#### Problem requirements
Find the line containing "white sky in the photo above." in the material below; copy that line and all following lines exactly.

── Rows

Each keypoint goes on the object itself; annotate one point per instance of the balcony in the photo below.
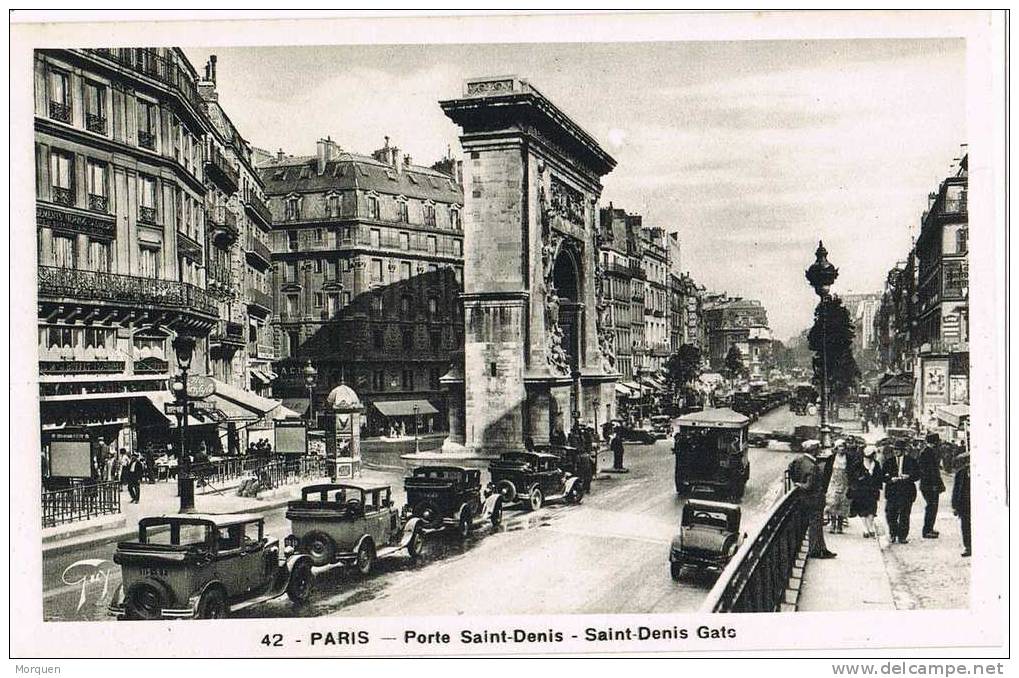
(258, 251)
(257, 208)
(60, 111)
(149, 62)
(260, 300)
(71, 367)
(223, 225)
(147, 140)
(62, 196)
(151, 366)
(229, 334)
(218, 169)
(96, 123)
(148, 215)
(99, 203)
(133, 293)
(189, 248)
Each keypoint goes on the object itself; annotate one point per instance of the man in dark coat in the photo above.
(960, 503)
(931, 484)
(132, 476)
(901, 473)
(807, 472)
(618, 449)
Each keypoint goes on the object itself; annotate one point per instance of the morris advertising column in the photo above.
(532, 181)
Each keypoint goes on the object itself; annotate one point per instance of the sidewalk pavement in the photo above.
(873, 574)
(161, 499)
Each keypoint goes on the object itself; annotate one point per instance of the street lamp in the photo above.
(821, 276)
(311, 376)
(183, 350)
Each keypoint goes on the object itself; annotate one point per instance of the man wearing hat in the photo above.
(960, 502)
(901, 472)
(931, 484)
(807, 472)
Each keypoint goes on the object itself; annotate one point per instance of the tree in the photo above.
(734, 364)
(830, 340)
(682, 367)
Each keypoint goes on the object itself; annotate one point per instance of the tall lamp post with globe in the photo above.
(821, 275)
(183, 350)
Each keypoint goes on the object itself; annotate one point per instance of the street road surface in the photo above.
(608, 555)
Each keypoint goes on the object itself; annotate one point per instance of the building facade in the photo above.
(121, 233)
(368, 265)
(237, 254)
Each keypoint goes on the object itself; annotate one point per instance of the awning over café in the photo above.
(953, 415)
(404, 408)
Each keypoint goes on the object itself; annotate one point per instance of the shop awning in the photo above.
(404, 408)
(953, 415)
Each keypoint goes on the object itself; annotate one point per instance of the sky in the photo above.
(752, 151)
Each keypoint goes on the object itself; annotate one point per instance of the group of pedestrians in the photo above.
(859, 478)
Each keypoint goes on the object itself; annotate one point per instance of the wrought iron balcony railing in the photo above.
(95, 123)
(99, 203)
(58, 282)
(60, 111)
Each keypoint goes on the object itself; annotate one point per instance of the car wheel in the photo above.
(366, 557)
(507, 490)
(465, 524)
(320, 548)
(676, 569)
(212, 605)
(535, 500)
(299, 588)
(416, 543)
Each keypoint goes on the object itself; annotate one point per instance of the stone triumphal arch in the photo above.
(534, 357)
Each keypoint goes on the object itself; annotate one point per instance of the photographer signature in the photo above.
(89, 573)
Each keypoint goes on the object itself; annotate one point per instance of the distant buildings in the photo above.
(368, 264)
(922, 323)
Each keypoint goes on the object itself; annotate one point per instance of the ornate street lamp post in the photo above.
(821, 276)
(311, 377)
(183, 349)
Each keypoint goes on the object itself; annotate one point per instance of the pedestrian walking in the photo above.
(864, 490)
(837, 499)
(960, 503)
(931, 484)
(901, 472)
(133, 472)
(808, 474)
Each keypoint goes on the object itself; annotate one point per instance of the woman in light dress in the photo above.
(837, 499)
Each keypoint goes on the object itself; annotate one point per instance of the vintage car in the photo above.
(709, 536)
(201, 566)
(711, 453)
(532, 478)
(444, 497)
(351, 525)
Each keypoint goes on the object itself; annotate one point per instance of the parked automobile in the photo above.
(661, 426)
(202, 566)
(711, 453)
(449, 497)
(709, 536)
(351, 525)
(532, 478)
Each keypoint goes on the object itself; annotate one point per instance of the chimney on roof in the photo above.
(327, 151)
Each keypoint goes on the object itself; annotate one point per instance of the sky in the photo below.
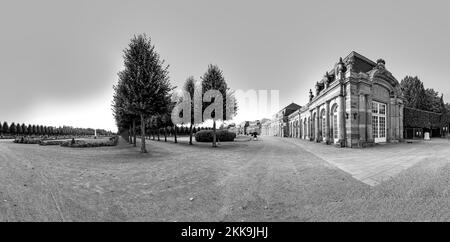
(60, 59)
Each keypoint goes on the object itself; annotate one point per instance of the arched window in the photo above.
(324, 123)
(335, 122)
(305, 128)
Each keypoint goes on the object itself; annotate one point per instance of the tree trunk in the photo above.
(175, 133)
(134, 133)
(130, 135)
(165, 134)
(190, 135)
(214, 133)
(143, 149)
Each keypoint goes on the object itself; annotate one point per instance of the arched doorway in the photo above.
(334, 123)
(379, 122)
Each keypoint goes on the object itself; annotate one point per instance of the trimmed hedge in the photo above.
(85, 144)
(221, 135)
(416, 118)
(27, 140)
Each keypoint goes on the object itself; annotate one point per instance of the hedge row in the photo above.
(85, 144)
(415, 118)
(221, 135)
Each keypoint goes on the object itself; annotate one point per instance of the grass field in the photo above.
(267, 180)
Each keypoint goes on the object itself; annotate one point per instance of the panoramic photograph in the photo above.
(224, 111)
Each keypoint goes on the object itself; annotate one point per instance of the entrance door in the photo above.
(379, 121)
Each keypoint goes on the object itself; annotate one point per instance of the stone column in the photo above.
(369, 137)
(327, 122)
(401, 107)
(362, 119)
(310, 125)
(317, 133)
(341, 120)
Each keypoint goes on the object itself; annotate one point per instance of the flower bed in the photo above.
(221, 135)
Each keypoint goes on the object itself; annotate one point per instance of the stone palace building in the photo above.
(357, 103)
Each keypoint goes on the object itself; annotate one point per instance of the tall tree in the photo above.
(13, 129)
(5, 128)
(146, 81)
(432, 101)
(24, 129)
(213, 79)
(189, 87)
(413, 92)
(121, 108)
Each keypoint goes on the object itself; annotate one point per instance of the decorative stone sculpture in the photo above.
(381, 64)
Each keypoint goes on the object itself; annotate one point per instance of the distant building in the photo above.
(357, 103)
(279, 124)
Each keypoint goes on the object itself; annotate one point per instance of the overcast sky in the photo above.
(59, 59)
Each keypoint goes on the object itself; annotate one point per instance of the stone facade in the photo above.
(356, 104)
(279, 125)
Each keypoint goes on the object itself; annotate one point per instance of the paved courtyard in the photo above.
(373, 165)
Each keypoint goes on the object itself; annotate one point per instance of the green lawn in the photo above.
(266, 180)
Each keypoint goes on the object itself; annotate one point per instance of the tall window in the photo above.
(379, 121)
(324, 124)
(335, 125)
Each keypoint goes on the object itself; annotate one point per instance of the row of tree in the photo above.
(143, 97)
(21, 129)
(418, 97)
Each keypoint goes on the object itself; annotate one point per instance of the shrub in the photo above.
(221, 135)
(52, 142)
(27, 140)
(85, 144)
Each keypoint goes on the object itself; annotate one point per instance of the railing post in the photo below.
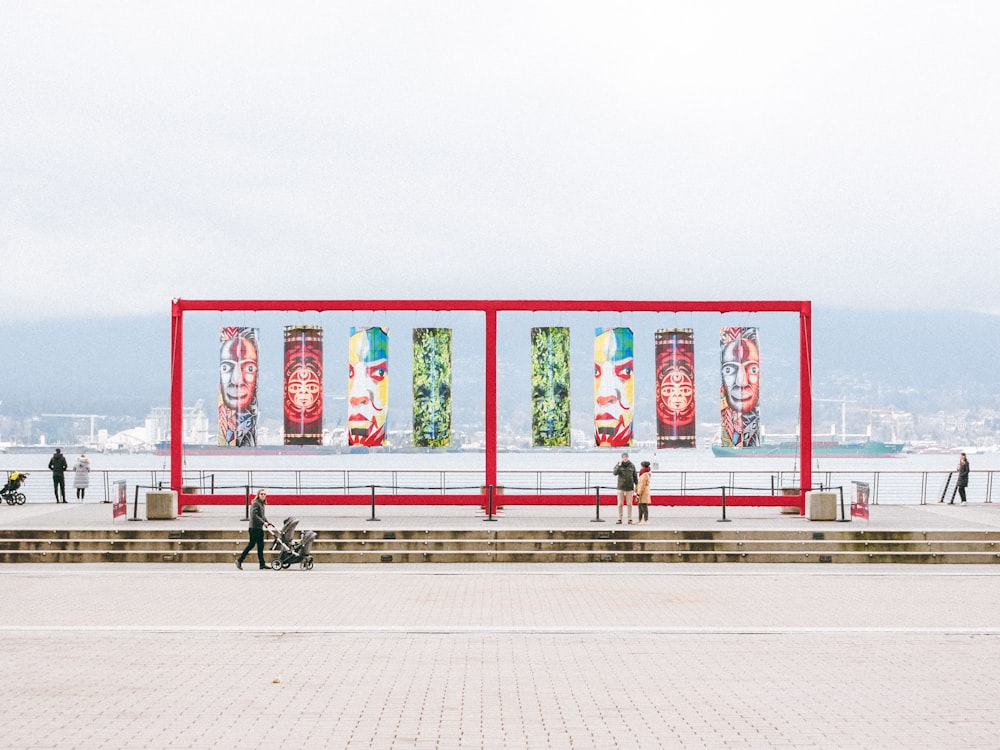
(135, 505)
(723, 519)
(490, 501)
(597, 506)
(843, 517)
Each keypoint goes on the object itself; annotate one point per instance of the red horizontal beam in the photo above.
(465, 305)
(499, 499)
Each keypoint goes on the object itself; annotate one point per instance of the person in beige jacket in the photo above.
(642, 490)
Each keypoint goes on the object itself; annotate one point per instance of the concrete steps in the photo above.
(514, 545)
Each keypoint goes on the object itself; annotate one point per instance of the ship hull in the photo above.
(830, 449)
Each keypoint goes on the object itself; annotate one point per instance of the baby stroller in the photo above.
(10, 490)
(292, 551)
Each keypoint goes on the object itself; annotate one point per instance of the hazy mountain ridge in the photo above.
(908, 361)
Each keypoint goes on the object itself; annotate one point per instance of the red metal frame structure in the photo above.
(490, 308)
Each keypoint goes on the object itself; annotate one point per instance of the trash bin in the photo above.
(161, 505)
(821, 506)
(485, 490)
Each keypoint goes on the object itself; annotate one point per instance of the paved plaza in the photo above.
(503, 656)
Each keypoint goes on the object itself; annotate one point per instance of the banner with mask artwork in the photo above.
(675, 425)
(614, 387)
(303, 400)
(550, 387)
(238, 366)
(367, 386)
(431, 387)
(740, 393)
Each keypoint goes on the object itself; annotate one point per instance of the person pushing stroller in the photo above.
(258, 520)
(292, 551)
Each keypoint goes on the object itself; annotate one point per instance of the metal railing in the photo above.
(887, 487)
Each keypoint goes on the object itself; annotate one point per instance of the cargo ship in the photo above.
(821, 449)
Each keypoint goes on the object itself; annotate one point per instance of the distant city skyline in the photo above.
(874, 361)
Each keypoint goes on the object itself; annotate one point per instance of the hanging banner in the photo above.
(550, 387)
(238, 367)
(859, 508)
(614, 387)
(119, 506)
(431, 387)
(303, 401)
(675, 425)
(740, 393)
(367, 386)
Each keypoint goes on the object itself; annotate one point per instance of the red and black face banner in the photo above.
(675, 424)
(303, 400)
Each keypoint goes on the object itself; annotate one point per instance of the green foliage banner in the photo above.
(550, 375)
(431, 387)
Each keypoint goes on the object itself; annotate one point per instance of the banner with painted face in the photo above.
(740, 393)
(368, 386)
(550, 424)
(614, 387)
(675, 424)
(431, 387)
(238, 367)
(303, 399)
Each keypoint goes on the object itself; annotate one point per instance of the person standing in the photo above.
(963, 476)
(627, 479)
(257, 522)
(58, 466)
(642, 491)
(81, 476)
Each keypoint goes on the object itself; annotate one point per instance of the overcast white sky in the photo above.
(843, 152)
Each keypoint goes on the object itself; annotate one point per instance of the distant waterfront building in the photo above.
(195, 425)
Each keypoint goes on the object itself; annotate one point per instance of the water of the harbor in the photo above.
(693, 460)
(905, 478)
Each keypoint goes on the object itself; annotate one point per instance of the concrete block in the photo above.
(821, 506)
(161, 505)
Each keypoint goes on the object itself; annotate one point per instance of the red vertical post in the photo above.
(805, 396)
(177, 398)
(491, 395)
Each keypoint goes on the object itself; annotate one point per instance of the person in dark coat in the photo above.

────

#### Exercise response
Each keypoint goes on the object itself; annotate one point per instance of the overcast white sky in the photo above.
(843, 152)
Each keypoint goes on the object itself; annotate one point per instance of the distant waterfront building in the photo above.
(195, 425)
Each keypoint goes on the object itself; annotate one point per instance of the water of the harbor in the photo above.
(693, 460)
(905, 478)
Each keypoint goes on the object itself; annotate one point per instance of the concrete block in the photo above.
(821, 506)
(161, 505)
Each keypoint goes on the object itself; annotate one point per instance of the red vertical post in the photo above.
(805, 396)
(177, 398)
(491, 395)
Each keypoint goes on the object itself; annotate one point per instance of the person in dark coat in the photo above.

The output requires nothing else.